> Extracted text:

HOUSTON, Nov. 9, 2004 (PRIMEZONE) -- Horizon Offshore, Inc. (Nasdaq:HOFF) reported a net loss for the quarter ended September 30, 2004 of $(14.1) million, or $(0.52) per share-diluted. This compares with a net loss of $(0.3) million, or $(0.01) per share-diluted, for the third quarter of 2003. For the third quarter of 2004, gross profit was $15.9 million or 16.8 percent on contract revenues of $94.6 million, compared to a gross profit of $7.5 million or 9.4 percent on contract revenues of $79.8 million for the third quarter of 2003.
The Company reported a net loss of $(41.0) million, or $(1.52) per share-diluted for the nine months ended September 30, 2004 compared to a net loss of $(7.3) million, or $(0.28) per share-diluted for the nine months ended September 30, 2003. Gross profit was $14.8 million or 8.1 percent on contract revenues of $182.0 million for the nine months ended September 30, 2004, compared with gross profit of $9.3 million or 4.5 percent on contract revenues of $204.8 million for the nine months ended September 30, 2003.
Horizon also reported adjusted EBITDA, as defined, of $13.1 million for the quarter ended September 30, 2004 compared with $7.3 million for the third quarter of 2003. The increase in revenues and the improvement in gross profit are attributable to our international operations during the quarter. Revenues related to the Company's ongoing contracts with Israel Electric Corporation (IEC) and Pemex accounted for 37% and 31% of consolidated revenues for the quarter and 28% and 25% for the nine months ended September 30, 2004, respectively.

> Short exercise 1:
Collect every line of the records that contains the string "player".
The earnings release and the records come from separate, unrelated sources.

> Records for this exercise:
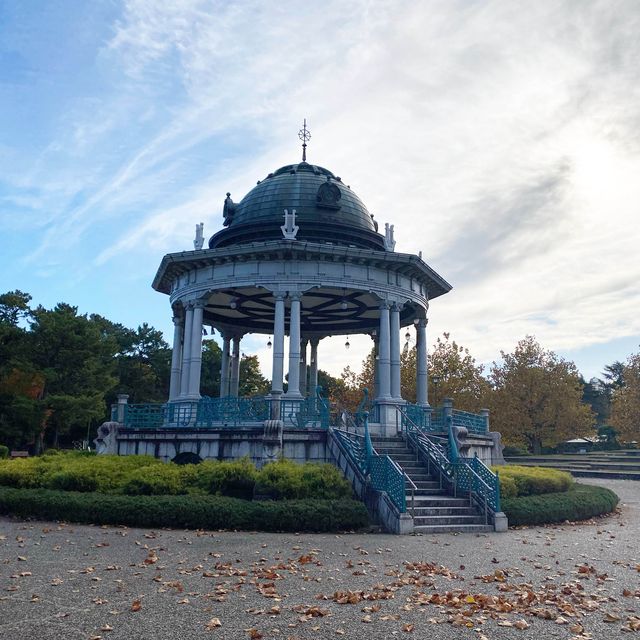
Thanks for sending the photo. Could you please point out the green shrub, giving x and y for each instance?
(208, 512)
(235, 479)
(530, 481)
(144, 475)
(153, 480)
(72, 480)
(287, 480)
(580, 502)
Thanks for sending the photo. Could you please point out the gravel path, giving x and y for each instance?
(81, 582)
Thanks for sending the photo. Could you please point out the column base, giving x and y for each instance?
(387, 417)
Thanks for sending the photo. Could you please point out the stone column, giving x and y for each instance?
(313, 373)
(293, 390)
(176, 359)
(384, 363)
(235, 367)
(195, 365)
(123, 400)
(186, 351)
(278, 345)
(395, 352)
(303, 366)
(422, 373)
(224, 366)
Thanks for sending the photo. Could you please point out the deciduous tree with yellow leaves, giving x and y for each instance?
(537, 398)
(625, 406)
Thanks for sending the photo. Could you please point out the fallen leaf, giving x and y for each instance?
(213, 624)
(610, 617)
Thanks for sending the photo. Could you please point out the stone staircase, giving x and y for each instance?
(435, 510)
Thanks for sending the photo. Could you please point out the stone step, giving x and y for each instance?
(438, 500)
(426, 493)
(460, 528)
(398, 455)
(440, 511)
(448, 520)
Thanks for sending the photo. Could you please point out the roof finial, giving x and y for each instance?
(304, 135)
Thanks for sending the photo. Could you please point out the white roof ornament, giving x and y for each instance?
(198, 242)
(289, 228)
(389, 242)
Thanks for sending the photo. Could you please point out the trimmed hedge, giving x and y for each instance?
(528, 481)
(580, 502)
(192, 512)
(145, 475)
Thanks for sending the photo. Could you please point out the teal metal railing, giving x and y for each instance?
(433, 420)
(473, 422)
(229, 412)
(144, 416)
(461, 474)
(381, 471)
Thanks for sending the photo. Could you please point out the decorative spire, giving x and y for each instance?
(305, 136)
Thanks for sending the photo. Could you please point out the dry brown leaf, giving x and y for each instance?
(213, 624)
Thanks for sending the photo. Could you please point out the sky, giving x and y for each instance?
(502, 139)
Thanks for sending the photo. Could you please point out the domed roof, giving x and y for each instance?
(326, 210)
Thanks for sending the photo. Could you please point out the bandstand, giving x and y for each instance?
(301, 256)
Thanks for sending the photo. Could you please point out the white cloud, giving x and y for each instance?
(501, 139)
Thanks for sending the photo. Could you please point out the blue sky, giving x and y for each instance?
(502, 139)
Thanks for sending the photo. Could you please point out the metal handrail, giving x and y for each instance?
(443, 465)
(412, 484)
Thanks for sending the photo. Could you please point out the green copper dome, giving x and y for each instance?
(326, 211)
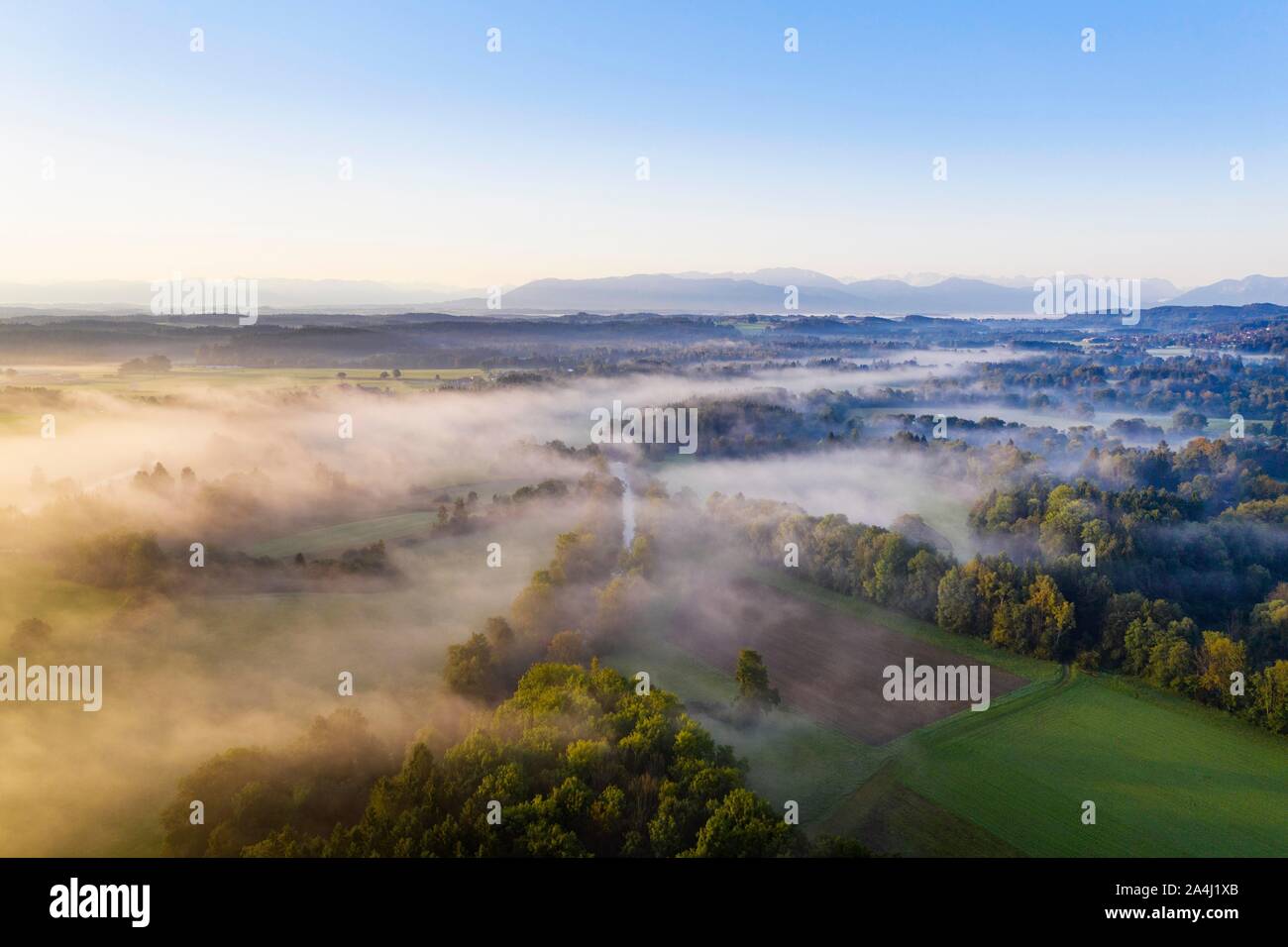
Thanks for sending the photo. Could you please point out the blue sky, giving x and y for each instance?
---
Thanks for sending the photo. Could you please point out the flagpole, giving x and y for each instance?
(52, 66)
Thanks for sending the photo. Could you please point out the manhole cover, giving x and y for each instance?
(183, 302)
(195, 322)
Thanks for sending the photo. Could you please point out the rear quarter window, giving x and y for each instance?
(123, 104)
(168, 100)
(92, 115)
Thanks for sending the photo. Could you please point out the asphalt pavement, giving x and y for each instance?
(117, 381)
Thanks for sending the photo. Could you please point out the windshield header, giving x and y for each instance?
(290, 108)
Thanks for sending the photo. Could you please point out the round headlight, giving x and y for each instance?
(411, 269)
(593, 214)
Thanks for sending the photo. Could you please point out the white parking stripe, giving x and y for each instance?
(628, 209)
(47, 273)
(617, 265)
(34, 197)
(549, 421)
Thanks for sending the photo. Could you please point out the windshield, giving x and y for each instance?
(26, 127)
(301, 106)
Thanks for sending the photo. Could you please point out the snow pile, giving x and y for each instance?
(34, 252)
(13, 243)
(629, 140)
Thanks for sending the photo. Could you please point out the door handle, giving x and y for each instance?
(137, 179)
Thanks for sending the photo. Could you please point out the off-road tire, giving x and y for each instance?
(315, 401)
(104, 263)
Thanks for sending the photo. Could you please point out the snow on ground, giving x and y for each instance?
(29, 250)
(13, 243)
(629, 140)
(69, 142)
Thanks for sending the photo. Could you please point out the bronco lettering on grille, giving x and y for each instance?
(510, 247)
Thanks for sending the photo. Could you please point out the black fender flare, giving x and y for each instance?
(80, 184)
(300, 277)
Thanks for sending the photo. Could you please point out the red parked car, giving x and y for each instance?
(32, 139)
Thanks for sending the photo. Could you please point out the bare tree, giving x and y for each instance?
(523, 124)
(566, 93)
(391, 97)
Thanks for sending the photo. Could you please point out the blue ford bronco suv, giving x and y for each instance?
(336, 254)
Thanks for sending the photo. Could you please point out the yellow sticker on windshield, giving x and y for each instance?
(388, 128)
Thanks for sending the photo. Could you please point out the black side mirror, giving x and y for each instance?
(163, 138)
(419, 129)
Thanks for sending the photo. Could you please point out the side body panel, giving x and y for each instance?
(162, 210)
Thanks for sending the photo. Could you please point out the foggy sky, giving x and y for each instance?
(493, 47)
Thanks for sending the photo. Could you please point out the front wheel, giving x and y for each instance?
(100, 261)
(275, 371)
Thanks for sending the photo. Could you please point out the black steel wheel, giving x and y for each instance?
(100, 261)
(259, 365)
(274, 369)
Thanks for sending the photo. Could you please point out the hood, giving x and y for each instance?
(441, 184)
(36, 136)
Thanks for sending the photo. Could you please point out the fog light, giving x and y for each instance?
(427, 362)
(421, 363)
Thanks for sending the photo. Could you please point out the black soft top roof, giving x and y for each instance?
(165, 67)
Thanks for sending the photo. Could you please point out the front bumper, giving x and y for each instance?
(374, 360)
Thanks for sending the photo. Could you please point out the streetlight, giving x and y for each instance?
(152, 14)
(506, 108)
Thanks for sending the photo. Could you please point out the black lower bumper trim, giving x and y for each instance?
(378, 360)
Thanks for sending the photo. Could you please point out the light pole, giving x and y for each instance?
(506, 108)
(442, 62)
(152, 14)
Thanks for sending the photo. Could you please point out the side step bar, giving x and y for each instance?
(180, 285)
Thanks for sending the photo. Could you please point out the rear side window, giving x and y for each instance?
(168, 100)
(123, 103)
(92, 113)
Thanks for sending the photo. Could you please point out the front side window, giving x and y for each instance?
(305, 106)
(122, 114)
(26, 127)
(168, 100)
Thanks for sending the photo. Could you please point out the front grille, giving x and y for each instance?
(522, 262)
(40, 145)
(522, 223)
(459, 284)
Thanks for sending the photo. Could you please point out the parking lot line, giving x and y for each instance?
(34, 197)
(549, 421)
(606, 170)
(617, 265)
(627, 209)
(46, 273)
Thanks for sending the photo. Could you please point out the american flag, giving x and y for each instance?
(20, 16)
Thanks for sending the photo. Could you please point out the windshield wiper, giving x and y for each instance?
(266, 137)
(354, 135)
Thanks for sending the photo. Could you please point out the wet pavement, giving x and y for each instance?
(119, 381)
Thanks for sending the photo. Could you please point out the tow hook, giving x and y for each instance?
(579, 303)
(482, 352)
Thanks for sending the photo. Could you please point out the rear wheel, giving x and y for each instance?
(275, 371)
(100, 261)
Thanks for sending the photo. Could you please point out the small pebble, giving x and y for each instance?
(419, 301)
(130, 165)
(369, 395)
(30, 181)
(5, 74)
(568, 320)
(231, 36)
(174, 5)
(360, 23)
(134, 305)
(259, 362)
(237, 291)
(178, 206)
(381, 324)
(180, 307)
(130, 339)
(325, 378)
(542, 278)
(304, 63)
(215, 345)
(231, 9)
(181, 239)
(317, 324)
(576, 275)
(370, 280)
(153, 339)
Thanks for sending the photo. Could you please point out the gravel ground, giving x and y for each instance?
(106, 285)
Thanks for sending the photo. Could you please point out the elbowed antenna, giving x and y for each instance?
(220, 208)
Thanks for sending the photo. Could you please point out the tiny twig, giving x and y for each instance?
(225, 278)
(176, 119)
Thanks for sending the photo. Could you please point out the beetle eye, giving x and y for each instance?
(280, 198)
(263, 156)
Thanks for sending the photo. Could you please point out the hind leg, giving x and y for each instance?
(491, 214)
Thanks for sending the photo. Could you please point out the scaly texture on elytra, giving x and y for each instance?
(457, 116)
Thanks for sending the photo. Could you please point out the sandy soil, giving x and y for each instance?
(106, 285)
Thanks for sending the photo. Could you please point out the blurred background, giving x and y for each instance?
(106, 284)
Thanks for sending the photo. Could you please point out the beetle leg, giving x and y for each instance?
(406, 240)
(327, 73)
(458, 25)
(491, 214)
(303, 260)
==
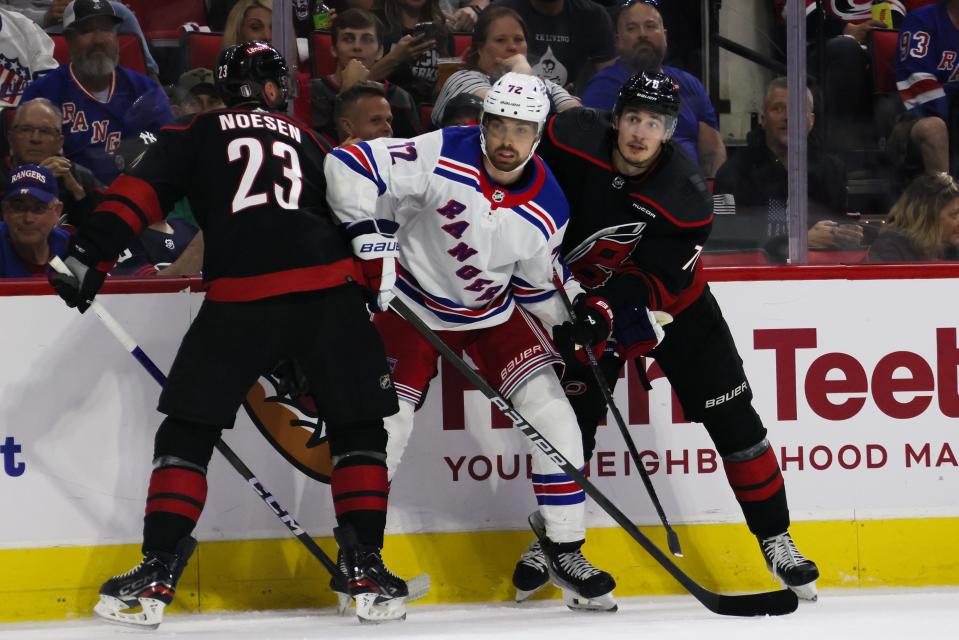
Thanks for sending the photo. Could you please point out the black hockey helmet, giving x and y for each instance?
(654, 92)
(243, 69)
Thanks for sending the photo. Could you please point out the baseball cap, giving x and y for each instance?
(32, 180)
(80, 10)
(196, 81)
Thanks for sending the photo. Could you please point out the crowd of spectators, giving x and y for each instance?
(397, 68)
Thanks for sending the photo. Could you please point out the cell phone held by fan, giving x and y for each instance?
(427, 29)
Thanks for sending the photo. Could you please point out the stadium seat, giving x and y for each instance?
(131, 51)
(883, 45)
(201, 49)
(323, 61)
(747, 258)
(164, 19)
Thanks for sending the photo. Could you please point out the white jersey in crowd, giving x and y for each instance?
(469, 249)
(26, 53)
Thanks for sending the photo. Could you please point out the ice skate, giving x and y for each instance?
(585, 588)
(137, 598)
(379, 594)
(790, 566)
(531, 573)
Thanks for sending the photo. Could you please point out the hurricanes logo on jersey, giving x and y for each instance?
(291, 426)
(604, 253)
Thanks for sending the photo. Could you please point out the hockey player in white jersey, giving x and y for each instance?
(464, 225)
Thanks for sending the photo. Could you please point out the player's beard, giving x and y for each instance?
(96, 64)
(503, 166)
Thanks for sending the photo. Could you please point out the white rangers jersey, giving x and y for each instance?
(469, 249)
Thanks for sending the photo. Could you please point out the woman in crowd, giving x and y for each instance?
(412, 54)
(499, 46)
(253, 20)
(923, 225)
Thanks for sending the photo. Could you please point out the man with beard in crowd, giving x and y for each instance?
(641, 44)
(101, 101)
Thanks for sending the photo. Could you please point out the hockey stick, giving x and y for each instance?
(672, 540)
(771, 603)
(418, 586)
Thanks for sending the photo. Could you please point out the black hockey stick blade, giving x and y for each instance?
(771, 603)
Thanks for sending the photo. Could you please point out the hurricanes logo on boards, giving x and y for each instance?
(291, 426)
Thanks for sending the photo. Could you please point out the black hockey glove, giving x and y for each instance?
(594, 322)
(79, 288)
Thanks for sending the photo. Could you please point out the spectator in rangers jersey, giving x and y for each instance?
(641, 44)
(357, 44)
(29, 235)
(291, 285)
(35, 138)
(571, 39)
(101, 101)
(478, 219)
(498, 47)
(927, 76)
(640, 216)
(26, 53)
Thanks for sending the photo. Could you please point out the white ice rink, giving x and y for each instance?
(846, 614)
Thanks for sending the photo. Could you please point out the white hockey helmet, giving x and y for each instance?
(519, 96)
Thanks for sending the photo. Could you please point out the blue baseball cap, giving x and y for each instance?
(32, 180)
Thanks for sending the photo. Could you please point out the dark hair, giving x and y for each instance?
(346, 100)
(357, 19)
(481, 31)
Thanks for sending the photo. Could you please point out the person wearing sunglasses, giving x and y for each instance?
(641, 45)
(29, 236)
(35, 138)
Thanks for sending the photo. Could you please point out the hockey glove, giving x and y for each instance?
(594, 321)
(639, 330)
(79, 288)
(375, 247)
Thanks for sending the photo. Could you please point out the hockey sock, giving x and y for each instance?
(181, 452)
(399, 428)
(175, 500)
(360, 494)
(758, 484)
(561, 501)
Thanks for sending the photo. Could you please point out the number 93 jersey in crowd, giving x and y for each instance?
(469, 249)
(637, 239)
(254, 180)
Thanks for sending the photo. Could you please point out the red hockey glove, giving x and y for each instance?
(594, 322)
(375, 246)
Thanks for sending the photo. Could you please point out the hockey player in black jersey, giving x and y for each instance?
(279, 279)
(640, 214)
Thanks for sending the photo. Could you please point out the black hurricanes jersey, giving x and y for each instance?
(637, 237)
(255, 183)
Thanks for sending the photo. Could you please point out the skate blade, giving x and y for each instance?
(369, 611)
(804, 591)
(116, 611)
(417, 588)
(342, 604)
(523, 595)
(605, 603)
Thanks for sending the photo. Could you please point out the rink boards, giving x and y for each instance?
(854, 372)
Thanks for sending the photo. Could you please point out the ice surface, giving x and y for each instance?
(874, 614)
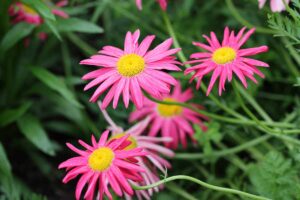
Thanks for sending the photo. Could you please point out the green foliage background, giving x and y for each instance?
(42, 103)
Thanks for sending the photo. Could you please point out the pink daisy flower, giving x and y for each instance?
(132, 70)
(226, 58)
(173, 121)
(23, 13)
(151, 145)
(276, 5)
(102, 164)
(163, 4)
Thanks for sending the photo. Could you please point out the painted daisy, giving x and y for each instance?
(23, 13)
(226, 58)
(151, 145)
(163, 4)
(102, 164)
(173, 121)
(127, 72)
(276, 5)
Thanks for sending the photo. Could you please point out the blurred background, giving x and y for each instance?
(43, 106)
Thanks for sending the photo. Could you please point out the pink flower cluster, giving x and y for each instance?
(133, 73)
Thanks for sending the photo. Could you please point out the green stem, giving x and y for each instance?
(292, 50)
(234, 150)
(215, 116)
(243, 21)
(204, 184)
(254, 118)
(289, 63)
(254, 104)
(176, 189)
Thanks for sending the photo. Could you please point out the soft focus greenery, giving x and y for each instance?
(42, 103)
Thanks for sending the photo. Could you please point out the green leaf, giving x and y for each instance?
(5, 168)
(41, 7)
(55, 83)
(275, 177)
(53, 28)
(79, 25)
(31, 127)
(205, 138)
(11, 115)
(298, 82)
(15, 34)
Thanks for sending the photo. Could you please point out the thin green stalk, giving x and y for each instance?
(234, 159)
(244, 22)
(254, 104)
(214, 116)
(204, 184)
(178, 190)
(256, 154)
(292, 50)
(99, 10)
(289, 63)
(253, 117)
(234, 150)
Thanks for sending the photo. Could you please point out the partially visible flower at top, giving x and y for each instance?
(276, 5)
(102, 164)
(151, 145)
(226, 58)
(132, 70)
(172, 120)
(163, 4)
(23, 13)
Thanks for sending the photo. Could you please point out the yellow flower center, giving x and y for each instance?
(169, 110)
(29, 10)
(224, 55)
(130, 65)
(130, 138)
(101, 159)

> Short exercise 2:
Please answer these questions from the earnings release, one per line:
(a) What net loss per share-diluted did Horizon Offshore report for the quarter ended September 30, 2004?
(b) What were the contract revenues for the nine months ended September 30, 2004?
(c) What adjusted EBITDA was reported for the quarter ended September 30, 2004?

> Final result 1:
Thanks for sending the photo. Could you please point out the hockey player in white jersey, giving x and y for each instance?
Thanks for sending the photo. Could you please point out the player's beard, giving x and y for each instance?
Thanks for sending the photo. Could you please point out the hockey player in black jersey, giving x and y for each instance?

> Final result 2:
(a) $(0.52)
(b) $182.0 million
(c) $13.1 million